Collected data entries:
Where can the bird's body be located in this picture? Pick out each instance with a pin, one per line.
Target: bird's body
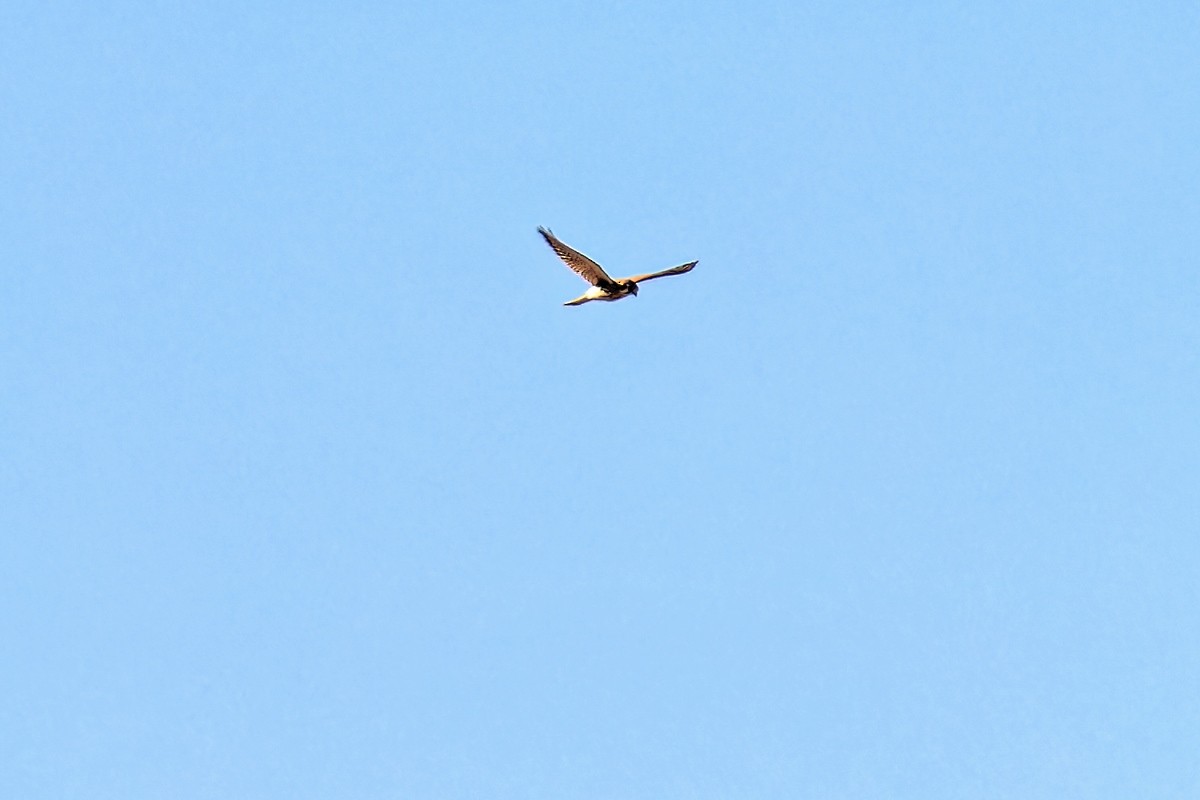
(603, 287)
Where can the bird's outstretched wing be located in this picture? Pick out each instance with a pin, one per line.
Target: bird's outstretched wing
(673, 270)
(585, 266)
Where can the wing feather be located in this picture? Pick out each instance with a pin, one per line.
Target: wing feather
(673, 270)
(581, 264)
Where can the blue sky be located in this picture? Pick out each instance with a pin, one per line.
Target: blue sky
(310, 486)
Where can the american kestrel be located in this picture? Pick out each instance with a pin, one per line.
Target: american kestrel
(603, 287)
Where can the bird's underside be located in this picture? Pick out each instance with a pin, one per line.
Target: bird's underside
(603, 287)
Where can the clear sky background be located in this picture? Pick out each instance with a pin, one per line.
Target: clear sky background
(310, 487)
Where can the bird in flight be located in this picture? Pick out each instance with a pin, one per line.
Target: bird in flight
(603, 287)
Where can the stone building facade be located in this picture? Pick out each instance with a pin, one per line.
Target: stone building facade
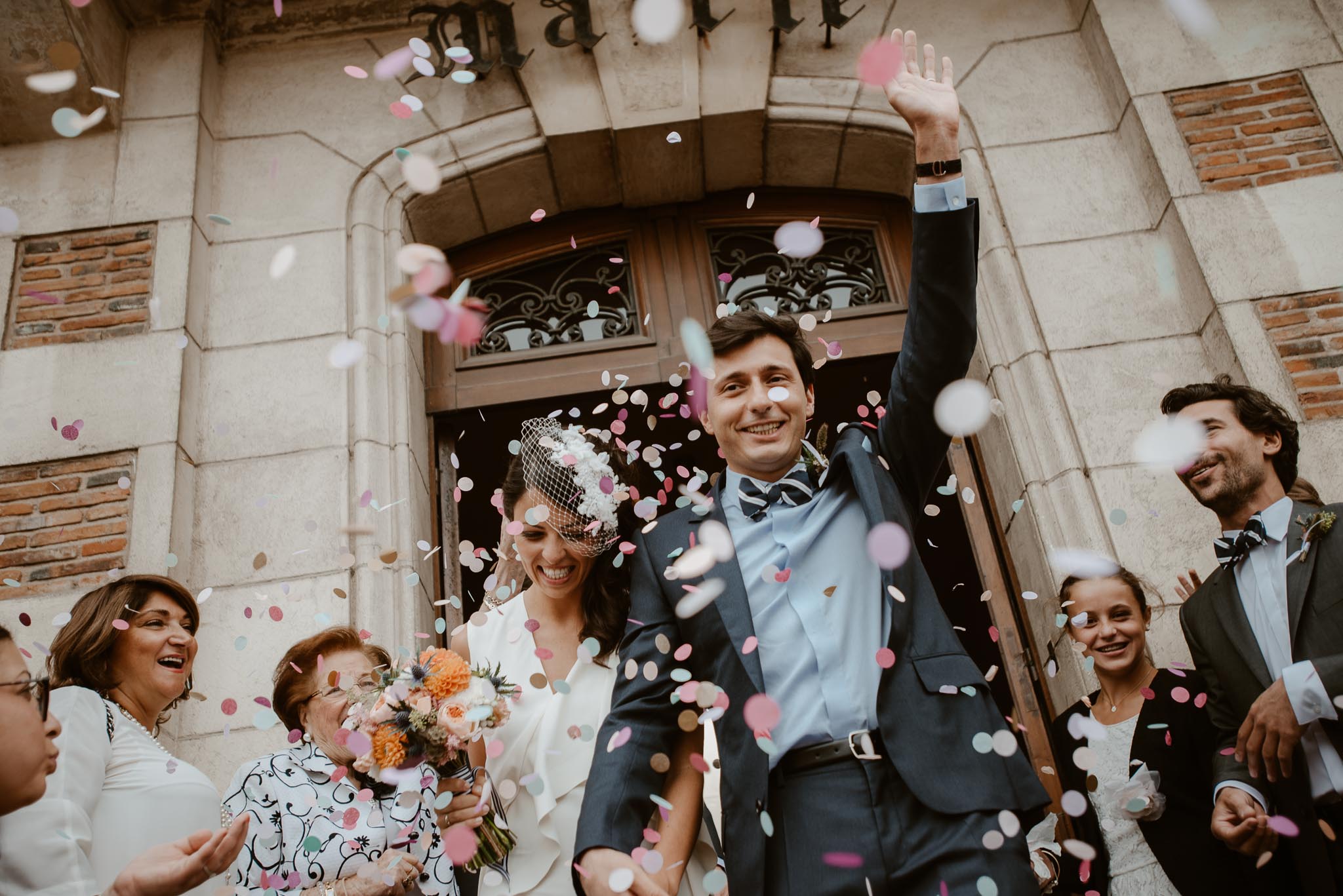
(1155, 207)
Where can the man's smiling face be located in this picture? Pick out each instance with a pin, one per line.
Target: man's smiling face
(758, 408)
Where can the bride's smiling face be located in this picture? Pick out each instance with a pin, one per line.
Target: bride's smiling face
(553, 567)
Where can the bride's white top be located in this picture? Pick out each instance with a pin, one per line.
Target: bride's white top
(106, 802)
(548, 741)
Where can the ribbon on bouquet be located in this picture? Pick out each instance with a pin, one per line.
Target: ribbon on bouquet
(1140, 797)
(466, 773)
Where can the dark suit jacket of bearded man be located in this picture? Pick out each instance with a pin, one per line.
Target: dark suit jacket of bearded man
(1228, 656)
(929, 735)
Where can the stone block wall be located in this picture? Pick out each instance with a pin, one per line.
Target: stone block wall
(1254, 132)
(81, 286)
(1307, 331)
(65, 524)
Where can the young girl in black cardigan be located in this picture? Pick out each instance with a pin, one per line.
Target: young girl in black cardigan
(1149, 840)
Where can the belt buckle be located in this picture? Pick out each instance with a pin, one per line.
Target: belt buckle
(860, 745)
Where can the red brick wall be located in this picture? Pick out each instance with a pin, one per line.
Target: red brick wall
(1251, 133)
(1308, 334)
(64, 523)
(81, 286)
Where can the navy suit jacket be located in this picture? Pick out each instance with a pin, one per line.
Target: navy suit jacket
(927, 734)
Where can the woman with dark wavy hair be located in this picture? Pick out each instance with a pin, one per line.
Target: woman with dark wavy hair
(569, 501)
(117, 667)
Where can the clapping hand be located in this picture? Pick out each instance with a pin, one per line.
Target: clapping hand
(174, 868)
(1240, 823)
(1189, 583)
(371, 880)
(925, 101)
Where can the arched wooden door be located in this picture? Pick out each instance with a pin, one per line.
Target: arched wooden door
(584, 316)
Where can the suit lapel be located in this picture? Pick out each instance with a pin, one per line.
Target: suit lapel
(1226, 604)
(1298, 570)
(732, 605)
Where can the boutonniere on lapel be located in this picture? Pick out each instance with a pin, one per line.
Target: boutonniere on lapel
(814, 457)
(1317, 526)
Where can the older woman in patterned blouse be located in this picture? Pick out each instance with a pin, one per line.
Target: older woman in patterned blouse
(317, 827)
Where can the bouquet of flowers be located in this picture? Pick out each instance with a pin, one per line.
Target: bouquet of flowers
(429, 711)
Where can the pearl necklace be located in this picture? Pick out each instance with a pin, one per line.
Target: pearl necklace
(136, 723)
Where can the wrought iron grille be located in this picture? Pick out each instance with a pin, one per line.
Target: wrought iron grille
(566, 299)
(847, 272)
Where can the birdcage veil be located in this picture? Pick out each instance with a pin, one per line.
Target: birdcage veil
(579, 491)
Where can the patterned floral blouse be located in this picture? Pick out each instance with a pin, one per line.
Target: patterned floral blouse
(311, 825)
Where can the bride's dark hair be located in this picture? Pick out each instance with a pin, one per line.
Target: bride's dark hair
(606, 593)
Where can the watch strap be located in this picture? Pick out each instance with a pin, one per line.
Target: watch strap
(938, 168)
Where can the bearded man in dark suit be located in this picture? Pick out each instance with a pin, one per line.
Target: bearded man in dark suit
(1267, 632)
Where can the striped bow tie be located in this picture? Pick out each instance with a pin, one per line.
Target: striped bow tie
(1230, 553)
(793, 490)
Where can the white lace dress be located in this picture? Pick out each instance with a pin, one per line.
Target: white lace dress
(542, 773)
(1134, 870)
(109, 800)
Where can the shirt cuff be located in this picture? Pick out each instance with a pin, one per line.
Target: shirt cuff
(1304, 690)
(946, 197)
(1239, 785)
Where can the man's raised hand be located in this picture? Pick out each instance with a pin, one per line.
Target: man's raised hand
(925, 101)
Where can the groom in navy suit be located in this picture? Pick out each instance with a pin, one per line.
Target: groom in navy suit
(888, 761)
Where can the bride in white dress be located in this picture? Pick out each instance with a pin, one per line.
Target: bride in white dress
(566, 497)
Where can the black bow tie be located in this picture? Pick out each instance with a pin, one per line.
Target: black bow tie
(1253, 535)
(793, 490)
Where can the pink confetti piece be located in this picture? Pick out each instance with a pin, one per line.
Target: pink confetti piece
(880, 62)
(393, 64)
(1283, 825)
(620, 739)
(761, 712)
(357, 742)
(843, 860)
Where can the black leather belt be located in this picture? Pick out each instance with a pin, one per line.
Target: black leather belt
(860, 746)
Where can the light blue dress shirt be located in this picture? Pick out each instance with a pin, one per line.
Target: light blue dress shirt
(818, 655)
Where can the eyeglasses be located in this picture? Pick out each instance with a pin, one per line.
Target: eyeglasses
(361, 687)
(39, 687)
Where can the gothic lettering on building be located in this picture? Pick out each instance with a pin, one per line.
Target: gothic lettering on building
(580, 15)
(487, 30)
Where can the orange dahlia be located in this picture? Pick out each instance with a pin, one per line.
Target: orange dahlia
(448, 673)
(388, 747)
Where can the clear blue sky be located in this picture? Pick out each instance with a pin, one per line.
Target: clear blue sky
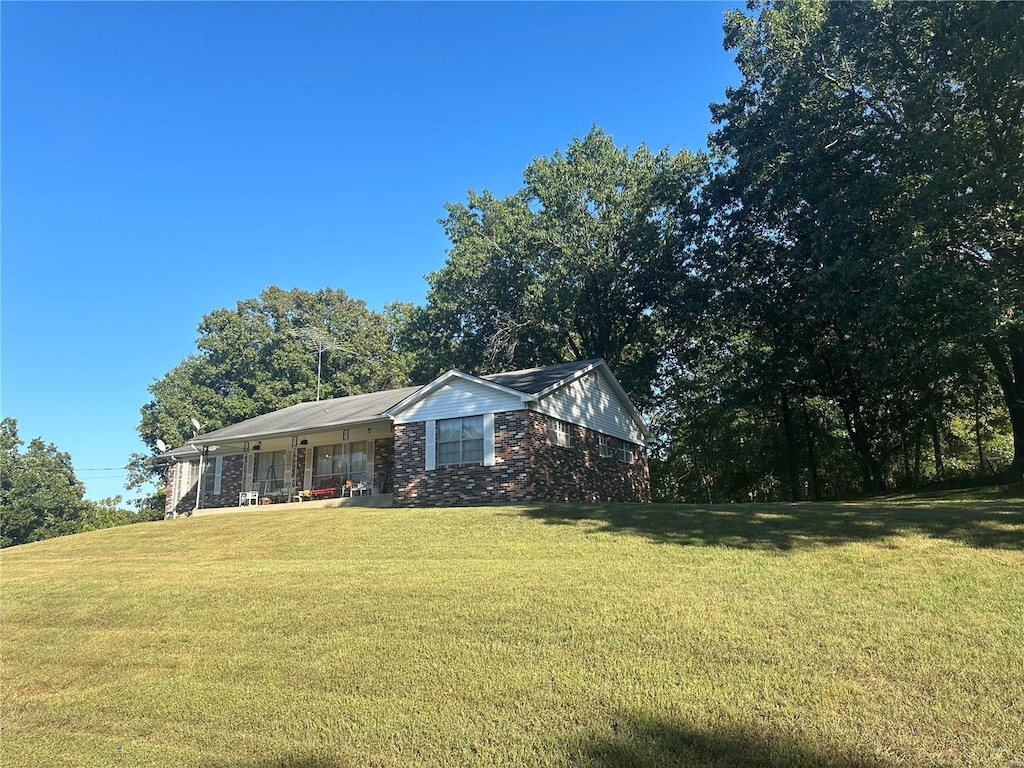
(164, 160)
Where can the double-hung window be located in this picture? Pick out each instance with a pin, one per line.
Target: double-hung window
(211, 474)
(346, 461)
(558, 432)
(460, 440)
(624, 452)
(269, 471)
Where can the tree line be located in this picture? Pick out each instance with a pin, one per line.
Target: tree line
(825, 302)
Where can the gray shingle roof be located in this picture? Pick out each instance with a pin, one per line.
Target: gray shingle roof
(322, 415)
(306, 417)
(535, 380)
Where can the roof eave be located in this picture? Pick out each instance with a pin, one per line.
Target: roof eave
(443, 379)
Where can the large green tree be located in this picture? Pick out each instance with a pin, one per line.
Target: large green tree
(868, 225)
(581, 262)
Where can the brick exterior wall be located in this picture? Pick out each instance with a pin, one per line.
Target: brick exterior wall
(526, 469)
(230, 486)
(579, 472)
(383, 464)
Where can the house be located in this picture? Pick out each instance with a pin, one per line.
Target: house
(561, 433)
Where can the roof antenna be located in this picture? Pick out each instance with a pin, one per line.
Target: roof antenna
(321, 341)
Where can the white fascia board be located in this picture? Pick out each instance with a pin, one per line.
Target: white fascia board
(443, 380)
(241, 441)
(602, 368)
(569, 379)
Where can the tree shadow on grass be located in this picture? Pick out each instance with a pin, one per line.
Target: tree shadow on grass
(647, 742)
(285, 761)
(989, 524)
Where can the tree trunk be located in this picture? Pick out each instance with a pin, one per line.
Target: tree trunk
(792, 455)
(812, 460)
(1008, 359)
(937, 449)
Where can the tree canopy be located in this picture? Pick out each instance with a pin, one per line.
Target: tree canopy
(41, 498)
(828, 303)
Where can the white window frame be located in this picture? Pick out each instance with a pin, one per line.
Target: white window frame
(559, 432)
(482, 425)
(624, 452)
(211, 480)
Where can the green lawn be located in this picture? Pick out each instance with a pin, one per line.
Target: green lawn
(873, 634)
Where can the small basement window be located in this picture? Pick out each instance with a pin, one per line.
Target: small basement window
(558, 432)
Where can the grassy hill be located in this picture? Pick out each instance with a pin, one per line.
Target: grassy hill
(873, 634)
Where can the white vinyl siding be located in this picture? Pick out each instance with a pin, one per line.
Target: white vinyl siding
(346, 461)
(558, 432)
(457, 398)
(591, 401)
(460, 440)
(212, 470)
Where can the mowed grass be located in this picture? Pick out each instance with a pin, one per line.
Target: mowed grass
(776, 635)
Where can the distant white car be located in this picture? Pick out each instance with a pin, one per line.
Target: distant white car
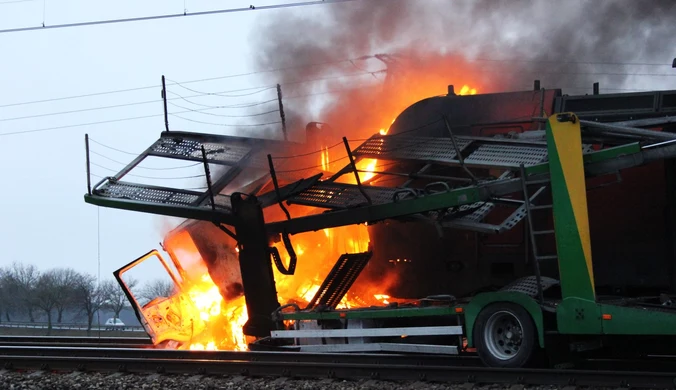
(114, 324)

Problem requirements — Transcribe the listing exactly, everything from the line containing "Where can the older" down to the line containing "(1239, 785)", both of those lines included.

Result of this task —
Where can the older woman in patterned blouse be located in this picture? Pick out each instance with a pin, one per line.
Target: older woman in patterned blouse
(317, 827)
Where can the bouquet of flowers be located in this picture? Pick out each instance with a pin, one per line.
Target: bouquet of flowers
(429, 711)
Where can the pearl necklace be located in this picture? Pick out each instance with a pin, one per line.
Target: pearl necklace
(136, 723)
Where can the wrought iron grille be located in this picture? Pick out each instance with a pin, one per line.
Target: wrought iron grille
(566, 299)
(847, 272)
Where can the birdcage veil be located in this picture? Pick out each instance with a pin, one per line.
Target: birdcage veil
(579, 491)
Where can the patterned floral blouse be located in this picture? Pick out each instance with a pin, one per line.
Target: patterned floral blouse
(311, 825)
Where can the bride's dark hair be located in this picture? Pick out each instance with a pin, one per line.
Target: bride's dark hair
(606, 593)
Where can the watch strap be located in this picture? Pick out each instance with a pin, one per line.
Target: watch strap
(938, 168)
Where can the bearded man in dark suit be located in this picture? Pick out each instance with a pin, one per line.
Target: bearded man in dark suit
(1267, 632)
Where can the striped bow tie be located in this picture? Pick out each instance with a pin, one per line.
Target: striped bow tie
(1230, 553)
(793, 490)
Where can the white lace dress be located in this picture? Pick out each instance with a pin, one per line.
Target: white lace dress
(542, 773)
(1134, 870)
(109, 800)
Where can the shirt cuff be located in this picture? Pick out each instance with a pin, one per line.
Target: shirt cuff
(1304, 690)
(946, 197)
(1239, 785)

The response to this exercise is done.